◆ Problem details:
Format the lines that follow as a numbered list, leaving out any blank lines.

Input start

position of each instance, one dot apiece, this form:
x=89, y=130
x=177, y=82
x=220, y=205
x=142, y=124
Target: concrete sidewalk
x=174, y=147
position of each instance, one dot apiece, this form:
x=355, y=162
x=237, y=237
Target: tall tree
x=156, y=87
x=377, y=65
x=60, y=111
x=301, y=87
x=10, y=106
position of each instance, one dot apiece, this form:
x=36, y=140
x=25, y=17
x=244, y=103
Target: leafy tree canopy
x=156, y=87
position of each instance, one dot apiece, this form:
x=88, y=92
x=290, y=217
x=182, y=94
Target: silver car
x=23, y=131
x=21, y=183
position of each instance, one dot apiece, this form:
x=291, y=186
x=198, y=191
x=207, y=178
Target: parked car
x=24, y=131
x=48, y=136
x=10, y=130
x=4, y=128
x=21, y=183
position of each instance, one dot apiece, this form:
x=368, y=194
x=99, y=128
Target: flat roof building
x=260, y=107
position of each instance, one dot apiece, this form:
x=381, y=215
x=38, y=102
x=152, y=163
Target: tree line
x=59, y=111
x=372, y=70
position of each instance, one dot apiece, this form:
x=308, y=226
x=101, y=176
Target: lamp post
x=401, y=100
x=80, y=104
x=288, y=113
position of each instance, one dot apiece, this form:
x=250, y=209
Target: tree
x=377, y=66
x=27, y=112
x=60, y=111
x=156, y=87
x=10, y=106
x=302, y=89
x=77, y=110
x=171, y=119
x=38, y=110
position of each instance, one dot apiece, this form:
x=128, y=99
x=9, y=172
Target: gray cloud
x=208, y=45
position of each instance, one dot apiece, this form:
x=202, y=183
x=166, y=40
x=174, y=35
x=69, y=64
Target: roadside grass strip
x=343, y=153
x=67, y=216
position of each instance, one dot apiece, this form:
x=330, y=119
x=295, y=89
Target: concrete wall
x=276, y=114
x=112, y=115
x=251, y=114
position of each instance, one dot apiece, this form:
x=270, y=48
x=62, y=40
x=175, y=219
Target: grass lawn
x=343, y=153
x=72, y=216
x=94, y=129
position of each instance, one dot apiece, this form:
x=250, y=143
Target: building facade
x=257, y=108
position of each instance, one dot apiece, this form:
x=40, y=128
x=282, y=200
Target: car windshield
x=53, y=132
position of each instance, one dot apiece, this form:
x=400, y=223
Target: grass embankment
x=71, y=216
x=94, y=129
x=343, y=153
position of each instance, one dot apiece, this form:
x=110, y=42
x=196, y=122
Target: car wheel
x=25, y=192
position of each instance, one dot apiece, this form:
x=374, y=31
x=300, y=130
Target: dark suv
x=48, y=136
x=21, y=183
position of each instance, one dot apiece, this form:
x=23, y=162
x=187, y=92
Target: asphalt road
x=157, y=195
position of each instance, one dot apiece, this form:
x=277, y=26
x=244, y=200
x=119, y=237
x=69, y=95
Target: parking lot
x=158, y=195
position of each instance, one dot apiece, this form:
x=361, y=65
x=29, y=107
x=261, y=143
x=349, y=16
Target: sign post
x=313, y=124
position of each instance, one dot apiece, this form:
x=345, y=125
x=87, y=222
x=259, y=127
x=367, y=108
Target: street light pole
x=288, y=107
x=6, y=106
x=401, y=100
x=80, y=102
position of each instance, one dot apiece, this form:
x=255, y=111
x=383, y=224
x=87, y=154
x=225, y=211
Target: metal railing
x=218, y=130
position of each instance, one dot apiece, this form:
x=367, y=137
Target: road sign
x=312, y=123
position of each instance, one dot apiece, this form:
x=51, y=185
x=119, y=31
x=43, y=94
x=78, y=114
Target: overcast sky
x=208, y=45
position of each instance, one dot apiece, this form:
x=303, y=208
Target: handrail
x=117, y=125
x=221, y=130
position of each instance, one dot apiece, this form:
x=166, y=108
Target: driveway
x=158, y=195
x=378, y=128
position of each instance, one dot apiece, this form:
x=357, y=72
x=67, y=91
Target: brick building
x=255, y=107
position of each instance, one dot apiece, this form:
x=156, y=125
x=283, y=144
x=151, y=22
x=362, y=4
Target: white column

Input end

◆ Solution to the exercise:
1. position of each instance, one dot apiece, this form:
2. x=89, y=130
3. x=177, y=82
4. x=220, y=205
5. x=142, y=124
6. Target: concrete sidewalk
7. x=174, y=147
8. position of each instance, one dot apiece, this form:
9. x=355, y=162
10. x=237, y=237
11. Target: tall tree
12. x=156, y=87
13. x=377, y=65
14. x=60, y=111
15. x=301, y=87
16. x=10, y=106
17. position of each instance, one dot apiece, this form:
18. x=36, y=140
19. x=25, y=17
20. x=244, y=103
21. Target: leafy tree canopy
22. x=156, y=87
23. position of each instance, one dot apiece, this form:
24. x=88, y=92
25. x=290, y=217
26. x=182, y=94
27. Target: silver car
28. x=23, y=131
29. x=21, y=183
30. position of each instance, one dot apiece, this form:
31. x=291, y=186
32. x=198, y=191
33. x=207, y=178
34. Target: parked car
35. x=24, y=131
36. x=48, y=136
37. x=10, y=130
38. x=4, y=128
39. x=21, y=183
40. position of each instance, one dot apiece, this form:
41. x=368, y=194
42. x=99, y=128
43. Target: flat roof building
44. x=260, y=107
45. position of each instance, one dot apiece, this form:
46. x=381, y=215
47. x=38, y=102
48. x=152, y=163
49. Target: tree line
50. x=59, y=111
51. x=372, y=70
52. position of each instance, one dot apiece, this form:
53. x=308, y=226
54. x=101, y=176
55. Target: lamp post
56. x=401, y=100
57. x=80, y=104
58. x=288, y=113
59. position of each instance, one dot apiece, this form:
60. x=250, y=209
61. Target: tree
62. x=377, y=66
63. x=27, y=112
64. x=60, y=111
65. x=156, y=87
66. x=10, y=106
67. x=302, y=89
68. x=77, y=110
69. x=171, y=119
70. x=38, y=110
71. position of each instance, one dot apiece, this form:
72. x=128, y=99
73. x=9, y=172
74. Target: gray cloud
75. x=208, y=45
76. position of each instance, one dot apiece, this form:
77. x=202, y=183
78. x=166, y=40
79. x=174, y=35
80. x=69, y=64
81. Target: roadside grass strip
82. x=343, y=153
83. x=67, y=216
84. position of each instance, one dot apiece, this form:
85. x=330, y=119
86. x=295, y=89
87. Target: concrete wall
88. x=276, y=114
89. x=112, y=115
90. x=251, y=114
91. position of each instance, one dot apiece, this form:
92. x=270, y=48
93. x=62, y=40
94. x=175, y=219
95. Target: grass lawn
96. x=343, y=153
97. x=72, y=216
98. x=94, y=129
99. position of each instance, one dot apiece, this form:
100. x=250, y=143
101. Target: building facade
102. x=257, y=108
103. position of each instance, one dot apiece, this form:
104. x=40, y=128
105. x=282, y=200
106. Target: car windshield
107. x=53, y=132
108. position of each instance, one dot apiece, this form:
109. x=400, y=223
110. Target: grass embankment
111. x=71, y=216
112. x=94, y=129
113. x=343, y=153
114. position of each instance, one dot apiece, this form:
115. x=110, y=42
116. x=196, y=122
117. Target: car wheel
118. x=25, y=192
119. position of each instance, one dot apiece, this form:
120. x=374, y=31
121. x=300, y=130
122. Target: dark suv
123. x=48, y=136
124. x=21, y=183
125. position of each instance, one dot apiece, this form:
126. x=23, y=162
127. x=187, y=92
128. Target: asphalt road
129. x=157, y=195
130. position of each instance, one dot apiece, this form:
131. x=277, y=26
132. x=244, y=200
133. x=119, y=237
134. x=69, y=95
135. Target: parking lot
136. x=158, y=195
137. position of each instance, one dot apiece, this form:
138. x=361, y=65
139. x=29, y=107
140. x=261, y=143
141. x=349, y=16
142. Target: sign post
143. x=313, y=124
144. position of each instance, one dot apiece, this form:
145. x=345, y=125
146. x=87, y=222
147. x=259, y=127
148. x=367, y=108
149. Target: street light pole
150. x=288, y=107
151. x=6, y=106
152. x=401, y=100
153. x=80, y=102
154. position of each instance, one dot apiece, this form:
155. x=255, y=111
156. x=383, y=224
157. x=87, y=154
158. x=225, y=211
159. Target: metal railing
160. x=218, y=130
161. position of each instance, one dot apiece, this form:
162. x=367, y=137
163. Target: road sign
164. x=312, y=123
165. position of each instance, one dot apiece, this form:
166. x=51, y=185
167. x=119, y=31
168. x=43, y=94
169. x=78, y=114
170. Target: overcast sky
171. x=208, y=45
172. position of each instance, one dot apiece, this form:
173. x=303, y=208
174. Target: handrail
175. x=117, y=125
176. x=221, y=130
177. position of each instance, one dot apiece, this form:
178. x=166, y=108
179. Target: driveway
180. x=158, y=195
181. x=378, y=128
182. position of each instance, one dot apiece, this form:
183. x=357, y=72
184. x=67, y=91
185. Target: brick building
186. x=255, y=107
187. position of each instance, one dot apiece, this form:
188. x=156, y=125
189. x=283, y=144
190. x=151, y=22
191. x=362, y=4
192. Target: white column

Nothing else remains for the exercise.